Denn was TAV mit ihrem Debüt abliefern, ist heilsam. Nicht weniger als das. Vielleicht sogar heilig. Denn diese Musik gibt viel, und fordert überhaupt nichts – keine Konzentration, besondere Situation oder gar zielgerichtetes Hören, es muss nicht mal der Highend-Kopfhörer sein, es reicht, ´I´ laufen zu lassen, die sechs Longtracks zwischen 7 und über 11 Minuten tun ihr Werk von selbst. Reinigen, befreien, erlösen. Unprätentiös, wie selbstverständlich, doch sich der ihnen innewohnenden Kraft bewusst. Aus selbstsicherer, gelassener Ruhe agierend, geben die Münchner Antworten auf Fragen, die dein Unterbewusstsein noch nicht einmal an die Oberfläche hat dringen lassen.

### [Zeilen]
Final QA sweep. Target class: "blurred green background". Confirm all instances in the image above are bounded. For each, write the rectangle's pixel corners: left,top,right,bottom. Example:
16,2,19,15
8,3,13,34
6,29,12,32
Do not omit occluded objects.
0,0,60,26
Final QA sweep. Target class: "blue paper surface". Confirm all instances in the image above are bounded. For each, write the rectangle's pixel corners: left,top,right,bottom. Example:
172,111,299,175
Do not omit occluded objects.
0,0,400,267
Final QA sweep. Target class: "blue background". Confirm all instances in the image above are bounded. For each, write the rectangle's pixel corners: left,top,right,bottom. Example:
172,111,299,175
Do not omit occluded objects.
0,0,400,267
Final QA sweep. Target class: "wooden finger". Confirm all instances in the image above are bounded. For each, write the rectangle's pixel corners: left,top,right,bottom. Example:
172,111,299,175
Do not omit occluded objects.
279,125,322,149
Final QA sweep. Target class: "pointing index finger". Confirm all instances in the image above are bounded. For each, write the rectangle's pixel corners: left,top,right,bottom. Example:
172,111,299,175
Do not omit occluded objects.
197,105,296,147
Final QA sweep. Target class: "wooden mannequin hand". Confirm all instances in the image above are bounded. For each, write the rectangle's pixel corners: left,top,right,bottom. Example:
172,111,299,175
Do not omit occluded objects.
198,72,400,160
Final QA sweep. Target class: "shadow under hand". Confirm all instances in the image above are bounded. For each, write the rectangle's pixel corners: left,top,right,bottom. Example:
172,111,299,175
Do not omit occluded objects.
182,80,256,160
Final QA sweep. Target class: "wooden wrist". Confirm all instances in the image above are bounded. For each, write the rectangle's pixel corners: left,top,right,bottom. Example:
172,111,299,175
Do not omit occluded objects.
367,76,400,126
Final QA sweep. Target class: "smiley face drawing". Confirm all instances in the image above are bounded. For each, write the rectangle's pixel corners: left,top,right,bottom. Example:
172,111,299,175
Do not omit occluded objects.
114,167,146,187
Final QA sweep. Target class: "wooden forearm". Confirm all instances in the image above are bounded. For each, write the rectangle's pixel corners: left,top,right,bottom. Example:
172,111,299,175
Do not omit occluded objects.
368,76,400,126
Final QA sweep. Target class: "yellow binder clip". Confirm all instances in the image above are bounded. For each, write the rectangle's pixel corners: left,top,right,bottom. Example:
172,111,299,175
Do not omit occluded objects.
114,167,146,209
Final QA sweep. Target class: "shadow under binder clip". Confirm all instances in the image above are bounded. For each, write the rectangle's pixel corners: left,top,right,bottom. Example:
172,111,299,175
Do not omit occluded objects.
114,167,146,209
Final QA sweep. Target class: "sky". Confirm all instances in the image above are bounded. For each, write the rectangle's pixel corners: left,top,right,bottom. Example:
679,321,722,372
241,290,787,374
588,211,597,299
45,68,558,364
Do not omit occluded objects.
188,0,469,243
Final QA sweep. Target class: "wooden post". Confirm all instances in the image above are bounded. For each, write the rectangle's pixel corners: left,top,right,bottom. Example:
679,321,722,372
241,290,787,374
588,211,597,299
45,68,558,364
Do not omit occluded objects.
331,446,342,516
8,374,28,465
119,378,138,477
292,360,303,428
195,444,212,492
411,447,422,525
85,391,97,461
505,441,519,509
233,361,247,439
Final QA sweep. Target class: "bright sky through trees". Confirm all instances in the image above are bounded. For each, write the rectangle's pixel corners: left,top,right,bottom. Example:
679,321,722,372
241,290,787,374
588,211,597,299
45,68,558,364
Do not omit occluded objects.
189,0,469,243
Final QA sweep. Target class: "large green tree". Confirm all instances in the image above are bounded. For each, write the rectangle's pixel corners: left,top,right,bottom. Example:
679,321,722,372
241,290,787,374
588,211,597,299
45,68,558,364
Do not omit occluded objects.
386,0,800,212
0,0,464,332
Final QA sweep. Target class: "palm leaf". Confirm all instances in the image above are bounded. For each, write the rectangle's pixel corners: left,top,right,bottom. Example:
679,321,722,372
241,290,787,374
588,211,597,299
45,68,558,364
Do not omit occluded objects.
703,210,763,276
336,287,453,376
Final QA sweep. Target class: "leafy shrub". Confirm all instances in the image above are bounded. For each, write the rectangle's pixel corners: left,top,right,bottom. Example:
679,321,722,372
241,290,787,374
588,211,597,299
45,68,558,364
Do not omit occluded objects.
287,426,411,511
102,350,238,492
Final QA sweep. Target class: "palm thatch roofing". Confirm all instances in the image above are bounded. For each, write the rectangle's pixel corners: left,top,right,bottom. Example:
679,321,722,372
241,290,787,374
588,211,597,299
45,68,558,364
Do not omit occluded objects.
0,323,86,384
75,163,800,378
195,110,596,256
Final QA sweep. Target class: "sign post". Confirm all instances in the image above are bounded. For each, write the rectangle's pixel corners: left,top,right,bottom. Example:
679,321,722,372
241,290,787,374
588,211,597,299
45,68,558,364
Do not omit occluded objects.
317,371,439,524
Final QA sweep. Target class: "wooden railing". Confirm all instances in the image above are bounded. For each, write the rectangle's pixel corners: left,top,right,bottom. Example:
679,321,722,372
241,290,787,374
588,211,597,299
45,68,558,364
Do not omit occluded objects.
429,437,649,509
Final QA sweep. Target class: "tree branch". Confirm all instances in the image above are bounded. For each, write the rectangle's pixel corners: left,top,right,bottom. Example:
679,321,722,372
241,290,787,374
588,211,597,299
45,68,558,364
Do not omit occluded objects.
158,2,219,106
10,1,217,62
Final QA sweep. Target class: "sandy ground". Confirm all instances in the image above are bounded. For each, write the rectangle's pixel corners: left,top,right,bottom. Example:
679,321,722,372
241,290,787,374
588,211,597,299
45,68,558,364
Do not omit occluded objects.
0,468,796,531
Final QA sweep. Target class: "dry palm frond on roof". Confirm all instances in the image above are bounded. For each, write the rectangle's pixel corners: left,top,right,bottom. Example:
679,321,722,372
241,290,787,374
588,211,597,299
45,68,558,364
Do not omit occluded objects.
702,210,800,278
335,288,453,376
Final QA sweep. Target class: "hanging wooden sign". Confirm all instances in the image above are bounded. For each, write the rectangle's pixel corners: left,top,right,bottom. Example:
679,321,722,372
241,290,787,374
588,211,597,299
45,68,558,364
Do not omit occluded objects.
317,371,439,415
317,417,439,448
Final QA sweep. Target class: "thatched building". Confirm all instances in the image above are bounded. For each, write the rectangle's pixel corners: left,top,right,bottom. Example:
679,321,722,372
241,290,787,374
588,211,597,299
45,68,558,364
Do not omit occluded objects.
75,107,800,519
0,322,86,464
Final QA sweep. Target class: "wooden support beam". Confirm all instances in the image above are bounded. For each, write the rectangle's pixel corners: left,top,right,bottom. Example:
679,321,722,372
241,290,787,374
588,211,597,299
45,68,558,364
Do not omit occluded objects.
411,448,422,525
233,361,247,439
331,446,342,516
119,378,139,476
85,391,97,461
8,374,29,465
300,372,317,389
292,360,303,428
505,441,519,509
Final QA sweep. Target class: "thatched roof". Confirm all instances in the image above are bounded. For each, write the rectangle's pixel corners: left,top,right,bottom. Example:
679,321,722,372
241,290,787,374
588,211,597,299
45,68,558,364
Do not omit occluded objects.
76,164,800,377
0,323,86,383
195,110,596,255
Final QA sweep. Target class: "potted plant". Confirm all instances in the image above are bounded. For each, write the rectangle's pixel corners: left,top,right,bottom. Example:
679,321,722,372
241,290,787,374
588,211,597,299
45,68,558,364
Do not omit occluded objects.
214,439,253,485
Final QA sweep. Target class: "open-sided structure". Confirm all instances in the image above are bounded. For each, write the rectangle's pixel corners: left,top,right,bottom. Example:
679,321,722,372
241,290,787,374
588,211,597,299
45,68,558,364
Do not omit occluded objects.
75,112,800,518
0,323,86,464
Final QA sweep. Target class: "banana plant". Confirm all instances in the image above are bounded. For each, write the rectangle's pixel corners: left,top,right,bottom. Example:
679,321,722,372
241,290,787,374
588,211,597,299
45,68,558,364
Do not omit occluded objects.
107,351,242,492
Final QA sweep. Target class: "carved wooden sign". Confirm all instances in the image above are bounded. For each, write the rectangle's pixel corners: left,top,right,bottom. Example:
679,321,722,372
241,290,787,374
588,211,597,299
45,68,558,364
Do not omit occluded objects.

### [Aufgaben]
1. Bearbeite den Text über das Debüt von TAV. Gib ihn beginnend bei „Denn was TAV“ und endend mit „hat dringen lassen.“ wieder und ersetze darin „Longtracks“ durch „Stücke“.
2. Wie viele Longtracks enthält ´I´ laut dem Text über das Debüt von TAV, und wie lang sind sie?
3. Setze den Text über das Debüt von TAV bitte im selben Ton fort, beginnend nach seinem letzten Satz.

### [Lösungen]
1.
Denn was TAV mit ihrem Debüt abliefern, ist heilsam. Nicht weniger als das. Vielleicht sogar heilig. Denn diese Musik gibt viel, und fordert überhaupt nichts – keine Konzentration, besondere Situation oder gar zielgerichtetes Hören, es muss nicht mal der Highend-Kopfhörer sein, es reicht, ´I´ laufen zu lassen, die sechs Stücke zwischen 7 und über 11 Minuten tun ihr Werk von selbst. Reinigen, befreien, erlösen. Unprätentiös, wie selbstverständlich, doch sich der ihnen innewohnenden Kraft bewusst. Aus selbstsicherer, gelassener Ruhe agierend, geben die Münchner Antworten auf Fragen, die dein Unterbewusstsein noch nicht einmal an die Oberfläche hat dringen lassen.

2. Sechs Longtracks, die zwischen 7 und über 11 Minuten lang sind.

3.
Attribute wie meditativ oder hypnotisch liegen da nahe, erscheinen jedoch viel zu abgedroschen, und bei weitem nicht umfassend genug für diese Fülle an sich kaleidoskopisch wandelnden Stimmungen, lange verschütteten Assoziationen und Erinnerungen aus einer unbekannten Zukunft. Ein Katalysator beschleunigt eine Reaktion, hier geschieht das Paradox: allein die bewusst genutzte Ruhe öffnet Herz und Verstand, macht neue Erfahrungen möglich und weitet den Horizont. Improvisation erweitert generell den Raum um ein Thema, hier passiert jedoch, auf genauso spielerische Art, das Gegenteil, alles wird zu einem Ziel, einer sanften Klimax hin entwickelt und konzentriert, und koste es noch so viele minimal abgewandelt wiederholte Runden in der Möbiusschleife (´Cinder´). TAV machen Veränderung, Entwicklung, Anpassung zu ihrem zentralen Thema und gleichzeitig ihrer Ausdrucksform, und nennen es „konstante Metamorphose“.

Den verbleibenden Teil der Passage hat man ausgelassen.